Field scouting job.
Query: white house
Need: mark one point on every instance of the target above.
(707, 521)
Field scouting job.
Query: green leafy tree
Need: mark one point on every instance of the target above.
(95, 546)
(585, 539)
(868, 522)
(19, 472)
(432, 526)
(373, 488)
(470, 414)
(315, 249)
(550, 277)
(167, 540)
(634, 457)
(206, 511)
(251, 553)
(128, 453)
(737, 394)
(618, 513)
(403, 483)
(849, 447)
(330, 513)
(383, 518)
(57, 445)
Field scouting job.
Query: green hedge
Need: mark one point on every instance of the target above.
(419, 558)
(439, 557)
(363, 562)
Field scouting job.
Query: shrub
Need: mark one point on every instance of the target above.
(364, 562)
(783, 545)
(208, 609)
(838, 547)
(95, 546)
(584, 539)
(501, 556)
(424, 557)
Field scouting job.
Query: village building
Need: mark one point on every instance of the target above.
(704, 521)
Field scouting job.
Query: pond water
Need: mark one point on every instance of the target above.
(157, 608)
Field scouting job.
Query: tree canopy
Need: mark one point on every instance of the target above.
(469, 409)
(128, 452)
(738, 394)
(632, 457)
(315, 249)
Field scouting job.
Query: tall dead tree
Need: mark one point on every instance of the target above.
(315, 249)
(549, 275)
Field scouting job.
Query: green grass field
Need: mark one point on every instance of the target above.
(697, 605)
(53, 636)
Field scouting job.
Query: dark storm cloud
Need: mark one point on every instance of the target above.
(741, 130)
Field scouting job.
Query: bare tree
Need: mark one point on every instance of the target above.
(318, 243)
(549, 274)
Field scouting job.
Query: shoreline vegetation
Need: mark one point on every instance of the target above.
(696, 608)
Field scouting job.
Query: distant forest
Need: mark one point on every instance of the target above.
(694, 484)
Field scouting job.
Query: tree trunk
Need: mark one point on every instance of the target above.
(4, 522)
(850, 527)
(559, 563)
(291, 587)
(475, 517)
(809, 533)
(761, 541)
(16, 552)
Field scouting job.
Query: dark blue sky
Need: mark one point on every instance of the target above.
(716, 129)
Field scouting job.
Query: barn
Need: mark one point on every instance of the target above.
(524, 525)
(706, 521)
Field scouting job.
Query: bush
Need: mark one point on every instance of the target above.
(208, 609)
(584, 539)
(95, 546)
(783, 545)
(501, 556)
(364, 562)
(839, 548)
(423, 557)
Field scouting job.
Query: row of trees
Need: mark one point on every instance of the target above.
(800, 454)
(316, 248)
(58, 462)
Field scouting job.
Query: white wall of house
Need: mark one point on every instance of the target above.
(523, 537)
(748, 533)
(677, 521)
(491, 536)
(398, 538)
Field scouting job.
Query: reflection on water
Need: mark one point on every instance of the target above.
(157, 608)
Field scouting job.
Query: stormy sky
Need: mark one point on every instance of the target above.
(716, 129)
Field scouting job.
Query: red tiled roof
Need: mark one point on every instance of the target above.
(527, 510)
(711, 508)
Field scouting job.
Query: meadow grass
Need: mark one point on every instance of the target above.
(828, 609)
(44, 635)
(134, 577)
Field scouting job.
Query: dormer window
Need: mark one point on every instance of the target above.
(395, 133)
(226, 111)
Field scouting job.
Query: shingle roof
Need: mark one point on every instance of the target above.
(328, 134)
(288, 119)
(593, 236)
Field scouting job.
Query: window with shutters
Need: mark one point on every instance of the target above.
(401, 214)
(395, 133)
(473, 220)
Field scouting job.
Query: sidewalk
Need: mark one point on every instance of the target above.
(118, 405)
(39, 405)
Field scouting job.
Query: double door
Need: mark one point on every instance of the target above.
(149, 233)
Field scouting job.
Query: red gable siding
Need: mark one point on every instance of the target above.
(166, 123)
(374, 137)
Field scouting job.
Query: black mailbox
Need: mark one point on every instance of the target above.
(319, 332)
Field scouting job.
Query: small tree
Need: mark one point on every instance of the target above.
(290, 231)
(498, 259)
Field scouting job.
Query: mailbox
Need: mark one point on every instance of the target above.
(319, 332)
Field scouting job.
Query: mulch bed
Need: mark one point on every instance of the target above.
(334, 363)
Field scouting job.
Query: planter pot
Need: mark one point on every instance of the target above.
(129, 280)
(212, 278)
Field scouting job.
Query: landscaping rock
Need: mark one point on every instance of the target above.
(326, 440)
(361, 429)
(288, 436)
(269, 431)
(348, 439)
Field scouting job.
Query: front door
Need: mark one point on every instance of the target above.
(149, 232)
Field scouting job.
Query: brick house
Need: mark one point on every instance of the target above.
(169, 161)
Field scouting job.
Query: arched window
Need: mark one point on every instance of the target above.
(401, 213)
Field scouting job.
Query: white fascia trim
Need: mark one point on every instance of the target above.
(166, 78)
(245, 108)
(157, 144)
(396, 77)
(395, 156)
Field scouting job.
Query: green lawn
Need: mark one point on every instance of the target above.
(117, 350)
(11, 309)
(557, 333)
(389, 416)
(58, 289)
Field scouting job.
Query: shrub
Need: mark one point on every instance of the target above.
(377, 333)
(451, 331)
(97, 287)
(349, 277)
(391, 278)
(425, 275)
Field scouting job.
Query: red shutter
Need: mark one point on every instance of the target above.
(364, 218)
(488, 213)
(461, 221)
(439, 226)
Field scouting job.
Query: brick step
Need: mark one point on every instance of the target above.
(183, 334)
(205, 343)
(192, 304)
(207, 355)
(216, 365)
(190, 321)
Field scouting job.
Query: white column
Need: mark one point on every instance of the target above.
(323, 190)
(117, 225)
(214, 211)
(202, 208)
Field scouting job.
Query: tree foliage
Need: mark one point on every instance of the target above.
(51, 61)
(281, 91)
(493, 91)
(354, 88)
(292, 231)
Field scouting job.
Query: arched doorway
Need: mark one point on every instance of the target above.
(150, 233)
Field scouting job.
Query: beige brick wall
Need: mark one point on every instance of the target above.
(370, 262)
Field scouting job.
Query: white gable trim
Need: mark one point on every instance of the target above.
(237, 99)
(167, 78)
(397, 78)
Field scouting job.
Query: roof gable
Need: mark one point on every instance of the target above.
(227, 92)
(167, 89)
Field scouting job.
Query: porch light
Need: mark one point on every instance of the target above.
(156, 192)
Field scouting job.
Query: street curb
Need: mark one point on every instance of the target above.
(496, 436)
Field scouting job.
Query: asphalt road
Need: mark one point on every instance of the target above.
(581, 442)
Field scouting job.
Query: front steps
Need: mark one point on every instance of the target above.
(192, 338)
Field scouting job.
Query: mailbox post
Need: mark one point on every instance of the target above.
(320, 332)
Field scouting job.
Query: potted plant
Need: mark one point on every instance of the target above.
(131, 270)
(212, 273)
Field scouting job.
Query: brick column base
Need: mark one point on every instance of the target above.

PROBLEM DESCRIPTION:
Type out all of the material again, word for word.

EXERCISE SOLUTION:
Field scouting job.
Query: white house
Need: mark one point on every instance of the target above.
(707, 521)
Field scouting job.
Query: green leafy tree
Need: mark one point on every instance of the target above.
(95, 546)
(585, 539)
(868, 522)
(19, 472)
(432, 526)
(373, 488)
(470, 414)
(315, 249)
(550, 277)
(167, 540)
(634, 457)
(206, 511)
(251, 553)
(128, 453)
(737, 394)
(618, 513)
(403, 483)
(849, 447)
(330, 513)
(383, 518)
(57, 445)
Field scouting job.
Query: green hedge
Need: mark one point on every instance of the target above.
(419, 558)
(439, 557)
(363, 562)
Field scouting job.
Query: shrub
Need: mark one point on every instance of the target above.
(364, 562)
(783, 545)
(208, 609)
(838, 547)
(95, 546)
(584, 539)
(501, 556)
(424, 557)
Field scouting job.
Query: village building
Need: mark one point on every instance of the target above.
(704, 521)
Field scouting job.
Query: pond water
Need: mark one point on every instance of the target above.
(157, 608)
Field scouting job.
Query: tree canopy
Need: mark one point on every instance of the target above.
(469, 409)
(128, 452)
(738, 394)
(632, 457)
(315, 249)
Field scouting job.
Query: tall dead tree
Need: mark one point on every instance of the target above.
(315, 249)
(549, 275)
Field scouting job.
Query: green grass field
Need: mark one point on every instance of the target above.
(697, 605)
(53, 636)
Field scouting job.
Query: dark storm cloud
Need: mark one point on every instance of the target above.
(741, 130)
Field scouting job.
Query: bare tree
Need: mark one point on every instance of the target above.
(318, 243)
(549, 274)
Field scouting job.
Query: shoreline vegetation
Need: mark one point on every instance of the target above.
(696, 608)
Field scouting job.
Query: distant forest
Need: mark one point on every instance of the target above.
(694, 484)
Field scouting job.
Query: tree trunk
Need: mark one point on every instance of the target above.
(4, 522)
(850, 527)
(559, 563)
(291, 587)
(475, 517)
(809, 533)
(761, 541)
(16, 552)
Field scouting job.
Query: dark blue sky
Need: mark one point on every instance of the target above.
(716, 129)
Field scouting job.
Query: barn
Need: mark one point on every instance of the target above.
(524, 525)
(706, 521)
Field scouting job.
Query: bush
Need: mark one point on every instance of the target above.
(208, 609)
(584, 539)
(95, 546)
(783, 545)
(501, 556)
(364, 562)
(839, 548)
(423, 557)
Field scouting job.
Query: row of trees
Need: mark one point on every instance of the target above.
(800, 454)
(316, 248)
(58, 462)
Field scouting job.
Query: white wall of house
Need: mark one point on every instance of the target above.
(523, 537)
(748, 533)
(677, 521)
(491, 536)
(398, 538)
Field scouting job.
Query: reflection on water
Need: mark one point on every instance of the target above.
(157, 608)
Field scouting job.
Query: stormy sky
Need: mark one point on every instance of the target above.
(716, 129)
Field scouting job.
Query: red tiled roof
Need: mark one point on every instance of the target above.
(527, 510)
(711, 508)
Field scouting job.
Query: meadow grass
Need: mark one point on every instance of the target above.
(828, 609)
(44, 635)
(134, 577)
Field scouting job.
Query: dormer window
Need: mark one point on every instance of the target above.
(395, 133)
(226, 111)
Field scouting job.
Query: shingle roof
Need: mark one point on every instance of the target above.
(328, 134)
(288, 119)
(593, 236)
Field scouting job.
Query: window with shutters
Need: mark one point on every instance of the target above.
(401, 214)
(395, 133)
(473, 220)
Field scouting job.
Query: sidewalk
Need: mark one point on every instance of the target above.
(118, 405)
(39, 405)
Field scouting job.
Query: double door
Need: mark one point on every instance of the target above.
(149, 233)
Field scouting job.
Query: red gable siding
Need: mark one point on every instance of the target above.
(166, 123)
(374, 137)
Field scouting job.
Query: black mailbox
Need: mark one point on every instance of the target above.
(319, 332)
Field scouting job.
Query: small tree
Need: mark one point on every instance of the target above.
(290, 231)
(498, 259)
Field scouting job.
Query: mailbox
Need: mark one point on every instance of the target above.
(319, 332)
Field scouting job.
Query: mulch bed
Need: mark one point on every instance of the target above.
(334, 363)
Field scouting job.
Query: planter pot
Need: mark one point on every instance of the target above.
(129, 280)
(212, 278)
Field scouting job.
Query: landscaping rock
Need: mark one point on every instance of the target above.
(326, 440)
(361, 429)
(288, 436)
(269, 431)
(348, 439)
Field scouting job.
Query: front door
Need: mark one point on every instance of the target above.
(149, 232)
Field scouting job.
Query: brick house
Need: mark one point on every instance of the target above.
(169, 161)
Field scouting job.
Query: arched window
Need: mark one point on every instance of the target above.
(401, 213)
Field scouting job.
Query: white fascia trim
Need: mark one point on every instance of the target above.
(166, 78)
(245, 108)
(157, 144)
(396, 77)
(395, 156)
Field scouting job.
Query: green lawn
Need: mark one point on every instance of the target above.
(117, 350)
(11, 309)
(557, 333)
(389, 416)
(58, 289)
Field scouting job.
Query: shrub
Need: mark one point on every instance of the target above.
(377, 333)
(451, 331)
(97, 287)
(349, 277)
(391, 278)
(425, 275)
Field scouting job.
Query: red shutter
Need: mark one point on every instance of the target above.
(364, 218)
(488, 213)
(461, 221)
(439, 226)
Field scouting job.
Query: brick step
Need: mark one point on every instance of the target above.
(183, 334)
(205, 343)
(192, 304)
(207, 355)
(216, 365)
(190, 321)
Field scouting job.
Query: white column
Need: mark one point on every instance of the target above.
(323, 190)
(117, 225)
(214, 211)
(202, 208)
Field scouting job.
Query: tree foliage
Need: mark one point on every instance of the target above.
(51, 61)
(281, 91)
(493, 91)
(354, 88)
(292, 231)
Field scouting job.
Query: arched doorway
Need: mark one point on every instance of the target above.
(150, 233)
Field scouting job.
Query: beige brick wall
Need: mark one point on every instance of the target above.
(370, 262)
Field scouting job.
Query: white gable trim
Need: mark one point on every instance of the target above.
(237, 99)
(167, 78)
(397, 78)
Field scouting job.
Query: roof gable
Need: mark one point on every instance of the target above.
(227, 92)
(167, 89)
Field scouting job.
Query: porch light
Need: mark one point on every instance of the target above.
(156, 192)
Field scouting job.
Query: street curb
Need: mark one point on every instance of the target above.
(496, 436)
Field scouting job.
Query: asphalt road
Need: mark one point on every instance of the target above.
(581, 442)
Field scouting job.
Query: front steps
Need: mark one point on every instance of the target above.
(192, 338)
Field scouting job.
Query: mailbox post
Need: mark one point on every instance of the target above.
(320, 332)
Field scouting job.
Query: potted plant
Need: mark one point on every instance of the target above.
(131, 270)
(212, 273)
Field scouting job.
Query: brick column base
Need: mark one point on every instance of the target above.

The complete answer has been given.